◆ **Source document**
● ● ● ● ● ● ●

Tutorial: Get started with collaboration clean rooms (API)

Introduction

This tutorial is aimed at developers who want to create and use collaboration clean rooms using the Snowflake Data Clean Rooms API. You will work through a two-account scenario where two collaborators share data, register templates, and run analyses.

What you will learn

This tutorial shows you how to:

  • Register data offerings and templates in the clean rooms registry.
  • Create a collaboration using a YAML collaboration specification.
  • Join a collaboration from a second account.
  • Link templates and data offerings to an existing collaboration.
  • Run analyses as different collaborators with different permissions.

Requirements to run this tutorial

  • Two Snowflake accounts, Enterprise Edition or higher, each with the Snowflake Data Clean Rooms environment installed. If clean rooms isn’t installed, see Installing the Snowflake Data Clean Rooms environment.

● ● ● ● ● ● ●

◆ **Entries shown**
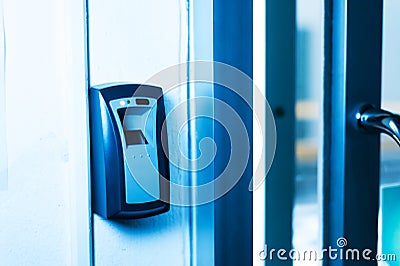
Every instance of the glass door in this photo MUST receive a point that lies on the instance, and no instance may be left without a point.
(359, 181)
(389, 227)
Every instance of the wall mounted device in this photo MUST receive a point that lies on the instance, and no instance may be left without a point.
(129, 163)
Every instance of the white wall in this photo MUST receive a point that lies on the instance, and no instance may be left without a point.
(44, 208)
(131, 41)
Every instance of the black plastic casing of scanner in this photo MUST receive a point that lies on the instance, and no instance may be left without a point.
(107, 159)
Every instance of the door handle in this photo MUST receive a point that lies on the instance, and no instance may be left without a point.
(372, 119)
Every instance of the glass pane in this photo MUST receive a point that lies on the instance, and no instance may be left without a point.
(390, 152)
(309, 70)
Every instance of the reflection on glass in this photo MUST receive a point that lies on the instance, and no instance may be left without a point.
(309, 66)
(389, 220)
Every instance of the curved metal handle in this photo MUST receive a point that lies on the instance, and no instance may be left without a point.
(378, 120)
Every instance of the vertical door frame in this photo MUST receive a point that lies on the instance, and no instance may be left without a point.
(352, 73)
(233, 215)
(280, 92)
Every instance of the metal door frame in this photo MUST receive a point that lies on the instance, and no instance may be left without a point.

● ● ● ● ● ● ●

◆ **Exercise set**
- A) List each thing the clean rooms tutorial says it will show you how to do.
- B) Carry the clean rooms tutorial forward, starting right after its final sentence.

◆ **Outputs**
- A)
- Register data offerings and templates in the clean rooms registry.
- Create a collaboration using a YAML collaboration specification.
- Join a collaboration from a second account.
- Link templates and data offerings to an existing collaboration.
- Run analyses as different collaborators with different permissions.

- B)
  • The SAMOOHA_APP_ROLE must be granted to the user in each account.

Note

This tutorial requires two separate Snowflake accounts. You will run Alice’s steps in one account and Bob’s steps in the other. Each section heading indicates which account to use.

The tutorial includes code snippets with <placeholders> that you should replace with the appropriate values.

Collaboration basics

A collaboration clean room allows multiple parties to share and analyze data securely without exposing raw data to each other. Collaborations are defined by a YAML specification that lists the collaborators, their data, and what each party can do.

Key concepts used in this tutorial:

  • Collaboration specification: A YAML document that defines the collaborators, their aliases, roles, data offerings, and templates.

  • Collaboration roles: Each collaborator is assigned one or more roles:

    • Owner: Creates and manages the collaboration. There is exactly one owner per collaboration.

    • Data provider: Contributes data offerings that other collaborators can use in analyses.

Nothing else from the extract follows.